In [None]:
# 🛠️ Step 1: Authenticate
from google.colab import auth
auth.authenticate_user()

# 📦 Imports
from google.cloud import bigquery
from google.auth import default
import pandas as pd
import json
import os

# 🧠 Step 2: Set project ID
PROJECT_ID = 'INSERT_BIGQUERY_PROJECT_ID_HERE'  # Replace with your actual project

# 💬 Step 3: Optional dataset selector
dataset_input = input("Enter a specific Dataset ID to scan (or leave blank to scan ALL datasets): ")
target_dataset_id = dataset_input.strip()

# 💬 Step 4: Choose export format
export_format_input = input("Choose export format ('csv' or 'json'): ")
export_format = export_format_input.strip().lower()
assert export_format in ['csv', 'json'], "Please enter 'csv' or 'json'"

# 🔌 Step 5: Initialize client
creds, _ = default()
client = bigquery.Client(project=PROJECT_ID, credentials=creds)

# 📡 Step 6: Extract schema
print(f"\n🔍 Scanning BigQuery project: {PROJECT_ID}")
schema_data = []

datasets = client.list_datasets()

for dataset in datasets:
    dataset_id = dataset.dataset_id
    full_dataset = f"{PROJECT_ID}.{dataset_id}"

    if target_dataset_id and dataset_id != target_dataset_id:
        continue  # Skip unrelated datasets if one is specified

    print(f"\n📁 Dataset: {full_dataset}")
    tables = client.list_tables(full_dataset)

    if not tables:
        print("  (No tables found)")
        continue

    for table in tables:
        full_table_id = f"{full_dataset}.{table.table_id}"
        print(f"  📄 Table: {table.table_id}")
        table_ref = client.get_table(full_table_id)

        for field in table_ref.schema:
            schema_entry = {
                "project_id": PROJECT_ID,
                "dataset_id": dataset_id,
                "table_id": table.table_id,
                "field_name": field.name,
                "field_type": field.field_type,
                "field_mode": field.mode
            }
            schema_data.append(schema_entry)

#### [Dataset content]
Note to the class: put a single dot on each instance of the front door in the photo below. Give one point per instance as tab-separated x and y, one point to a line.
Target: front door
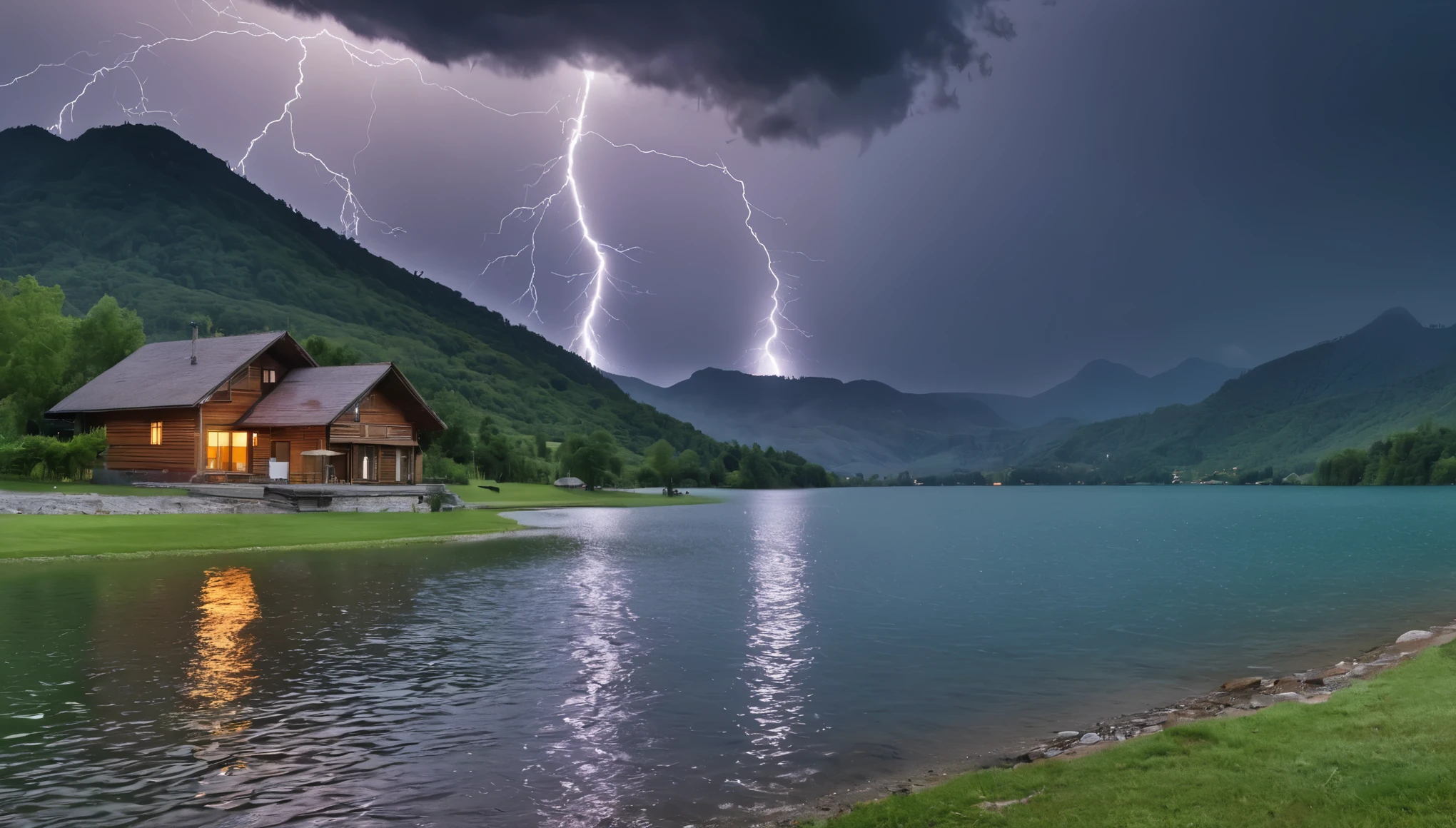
366	465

#### [What is needed]
Extend the BigQuery schema extraction code above, starting right after its last line.

#### [Response]
            print(f"    - {field.name} ({field.field_type}, {field.mode})")

# 💾 Step 7: Export schema
df = pd.DataFrame(schema_data)
filename = f"bigquery_schema.{export_format}"
filepath = f"/content/{filename}"

if export_format == "csv":
    df.to_csv(filepath, index=False)
elif export_format == "json":
    with open(filepath, "w") as f:
        json.dump(schema_data, f, indent=2)

print(f"\n✅ Schema exported to '{filename}'")

# 📤 Step 8: Choose destination
destination_input = input("Do you want to save to Google Drive? (yes/no): ").strip().lower()

if destination_input == "yes":
    try:
        from google.colab import drive
        drive.mount('/content/drive')
        drive_path = f"/content/drive/My Drive/{filename}"
        os.rename(filepath, drive_path)
        print(f"✅ File saved to Google Drive at: {drive_path}")
    except Exception as e:
        print(f"⚠️ Failed to save to Drive: {e}")
else:
    from google.colab import files
    files.download(filepath)
    print("📎 File download initiated.")